TO BE DONE:
Copy all of the data below word for word, omitting the pictures.

TASK INPUT:
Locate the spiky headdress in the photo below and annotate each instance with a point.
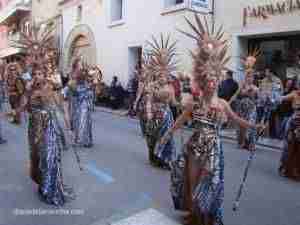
(250, 61)
(36, 43)
(210, 55)
(162, 57)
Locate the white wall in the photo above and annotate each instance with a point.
(230, 14)
(142, 19)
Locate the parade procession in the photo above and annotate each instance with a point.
(207, 131)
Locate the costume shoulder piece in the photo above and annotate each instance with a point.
(210, 56)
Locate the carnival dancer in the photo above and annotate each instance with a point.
(45, 132)
(80, 90)
(159, 95)
(198, 175)
(247, 100)
(2, 97)
(290, 159)
(15, 88)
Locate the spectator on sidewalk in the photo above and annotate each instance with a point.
(228, 87)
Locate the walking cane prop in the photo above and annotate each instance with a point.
(74, 149)
(242, 185)
(77, 157)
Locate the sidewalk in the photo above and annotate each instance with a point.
(227, 134)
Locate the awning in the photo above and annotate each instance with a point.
(11, 11)
(8, 52)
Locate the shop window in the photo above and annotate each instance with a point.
(79, 13)
(117, 10)
(171, 3)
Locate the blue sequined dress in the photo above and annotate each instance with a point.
(82, 107)
(197, 175)
(46, 142)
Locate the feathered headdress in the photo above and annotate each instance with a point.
(162, 56)
(250, 61)
(36, 42)
(210, 56)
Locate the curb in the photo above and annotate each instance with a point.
(228, 137)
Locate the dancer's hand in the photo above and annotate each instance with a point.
(164, 140)
(260, 128)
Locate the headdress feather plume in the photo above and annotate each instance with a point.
(210, 56)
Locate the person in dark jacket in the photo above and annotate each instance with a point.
(228, 87)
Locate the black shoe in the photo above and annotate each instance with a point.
(3, 141)
(88, 146)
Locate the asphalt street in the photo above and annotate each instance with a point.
(118, 182)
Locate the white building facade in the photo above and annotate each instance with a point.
(270, 25)
(112, 34)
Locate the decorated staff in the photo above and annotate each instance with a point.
(245, 176)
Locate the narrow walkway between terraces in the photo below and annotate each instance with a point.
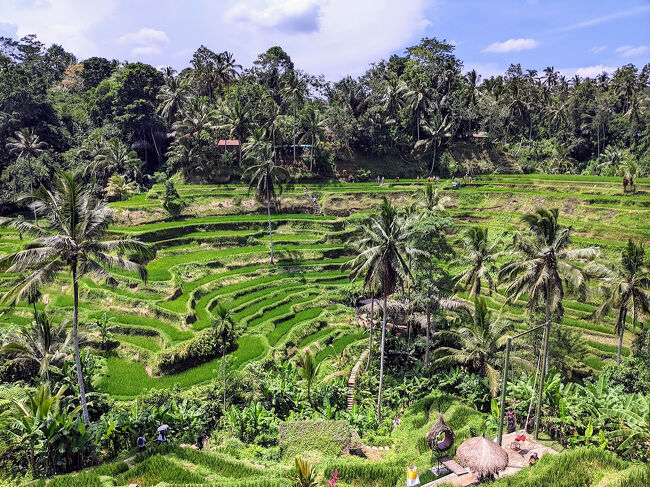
(353, 378)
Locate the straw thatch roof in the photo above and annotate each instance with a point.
(434, 433)
(482, 456)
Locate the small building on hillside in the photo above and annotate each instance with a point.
(232, 145)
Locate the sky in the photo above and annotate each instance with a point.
(343, 37)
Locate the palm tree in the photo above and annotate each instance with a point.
(43, 343)
(173, 96)
(431, 200)
(224, 327)
(419, 101)
(541, 267)
(436, 128)
(305, 474)
(478, 258)
(472, 79)
(308, 372)
(478, 344)
(312, 130)
(430, 298)
(627, 288)
(115, 156)
(77, 222)
(227, 69)
(235, 116)
(267, 179)
(27, 145)
(293, 91)
(383, 250)
(255, 143)
(394, 96)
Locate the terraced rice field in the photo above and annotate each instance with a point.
(218, 255)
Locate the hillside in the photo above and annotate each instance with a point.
(218, 254)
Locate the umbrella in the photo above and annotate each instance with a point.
(482, 456)
(438, 429)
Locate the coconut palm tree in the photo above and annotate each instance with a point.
(541, 266)
(236, 118)
(312, 126)
(308, 369)
(478, 344)
(627, 289)
(419, 100)
(255, 142)
(42, 343)
(436, 128)
(226, 69)
(293, 92)
(267, 180)
(382, 258)
(115, 157)
(173, 96)
(394, 96)
(72, 243)
(27, 145)
(478, 258)
(305, 476)
(432, 300)
(472, 79)
(224, 328)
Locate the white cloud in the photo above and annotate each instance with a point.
(145, 42)
(631, 51)
(66, 22)
(290, 16)
(588, 71)
(605, 18)
(486, 70)
(343, 38)
(512, 45)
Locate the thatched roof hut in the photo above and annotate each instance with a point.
(438, 429)
(482, 456)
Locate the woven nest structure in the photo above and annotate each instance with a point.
(482, 456)
(439, 429)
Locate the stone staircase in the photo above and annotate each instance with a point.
(353, 379)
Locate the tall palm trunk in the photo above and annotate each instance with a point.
(77, 355)
(294, 130)
(381, 361)
(547, 334)
(31, 185)
(372, 319)
(428, 346)
(433, 163)
(223, 369)
(622, 316)
(268, 212)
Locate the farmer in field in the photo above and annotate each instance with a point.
(141, 442)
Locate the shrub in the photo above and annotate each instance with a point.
(327, 437)
(204, 347)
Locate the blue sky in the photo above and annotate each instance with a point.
(339, 37)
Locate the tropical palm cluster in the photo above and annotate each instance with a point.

CORRECT RESPONSE:
Locate the spiky headdress in the photo below and annotate each instance with a point.
(250, 61)
(36, 43)
(210, 55)
(162, 57)
Locate the white wall in the photo above and annotate each instance with a point.
(230, 14)
(142, 19)
Locate the parade procession in the photo above and annotate each instance with a point.
(207, 131)
Locate the costume shoulder piece in the photo above and annotate each instance with a point.
(210, 56)
Locate the carnival dancer in the photo above and annotate each instance with a point.
(45, 132)
(80, 90)
(159, 95)
(198, 175)
(247, 100)
(2, 97)
(290, 159)
(15, 88)
Locate the spectator on sidewalk in the photo above and annotate each instance with a point.
(228, 87)
Locate the walking cane prop in the photo above and annotate each instance with a point.
(74, 149)
(242, 185)
(77, 157)
Locate the sidewalk in the photo above and annotate each instance with a point.
(227, 134)
Locate the awning in the photo above and annotate each instance with a point.
(11, 11)
(8, 52)
Locate the shop window in the photo above and annotate each instance with a point.
(79, 13)
(117, 10)
(171, 3)
Locate the blue sequined dress in the photo above and annotate each instance with a point.
(82, 107)
(197, 175)
(46, 142)
Locate the feathered headdress in the photo above and annotate each instance with a point.
(162, 56)
(250, 61)
(36, 42)
(210, 56)
Locate the curb in the photo above and annotate each instance with a point.
(228, 137)
Locate the dancer's hand in the photo above and annotate each instance with a point.
(164, 140)
(260, 128)
Locate the headdress feather plume in the photo above and annotate each instance with a point.
(210, 56)
Locate the person in dark jacket in the photo above and annotate each instance with a point.
(228, 87)
Locate the black shoe in the photo above and annotate each instance with a point.
(3, 141)
(88, 146)
Locate the asphalt street in the photo above and annotate each instance with a point.
(118, 182)
Locate the white building facade in the photo above and annotate each instance with a point.
(270, 25)
(112, 34)
Locate the decorated staff in the photo above and annotate each instance with a point.
(245, 176)
Locate the narrow walkway between terraces in the photo below and annotate each instance with a point.
(353, 378)
Locate the straw thatch roof in the photo above and annotate each instance with a point.
(434, 433)
(482, 456)
Locate the small building on hillside in the photo above and annotate each instance with a point.
(232, 145)
Locate the sky in the photo above and annotate each instance with a point.
(343, 37)
Locate the palm tree in the photo above and annotate each instance with a point.
(43, 343)
(173, 96)
(431, 200)
(224, 327)
(419, 101)
(541, 267)
(436, 128)
(305, 474)
(478, 258)
(472, 79)
(308, 372)
(478, 344)
(312, 130)
(430, 298)
(627, 288)
(115, 156)
(77, 222)
(227, 69)
(235, 116)
(267, 179)
(27, 145)
(293, 91)
(383, 250)
(255, 143)
(394, 96)
Locate the terraced rice field in the photo above and annotate each instance with a point.
(218, 255)
Locate the hillside in the photo above and annotate each instance with a point.
(218, 254)
Locate the umbrella in the photo above and annotate each instance with a point.
(482, 456)
(438, 429)
Locate the coconut palm tree in the photo above and annotate each instance with a point.
(541, 266)
(236, 118)
(312, 126)
(308, 369)
(478, 344)
(627, 289)
(419, 100)
(255, 142)
(42, 343)
(436, 128)
(226, 69)
(293, 92)
(267, 180)
(382, 258)
(115, 157)
(173, 96)
(394, 96)
(72, 243)
(27, 145)
(478, 258)
(305, 476)
(432, 300)
(472, 79)
(224, 328)
Locate the white cloud in the photo above and annotate each instance with a point.
(145, 42)
(631, 51)
(66, 22)
(290, 16)
(588, 71)
(605, 18)
(486, 70)
(343, 38)
(512, 45)
Locate the thatched roof hut in the photo above and annotate each instance with a point.
(438, 429)
(482, 456)
Locate the woven nest structure in the photo above and annotate each instance with a point.
(482, 456)
(439, 429)
Locate the stone staircase in the photo above and annotate each instance with a point.
(353, 379)
Locate the tall palm trunk in the photo above and annotate each instance with a point.
(77, 355)
(294, 130)
(381, 361)
(547, 334)
(31, 185)
(372, 319)
(428, 346)
(433, 163)
(223, 369)
(622, 316)
(268, 212)
Locate the farmer in field in the photo above and annotate each instance with a point.
(141, 442)
Locate the shrub in the photo above and annotate each instance with a point.
(327, 437)
(204, 347)
Locate the blue sky in the photo above and annotate each instance with a point.
(339, 37)
Locate the tropical palm cluster in the photo above and annotate each instance with a point.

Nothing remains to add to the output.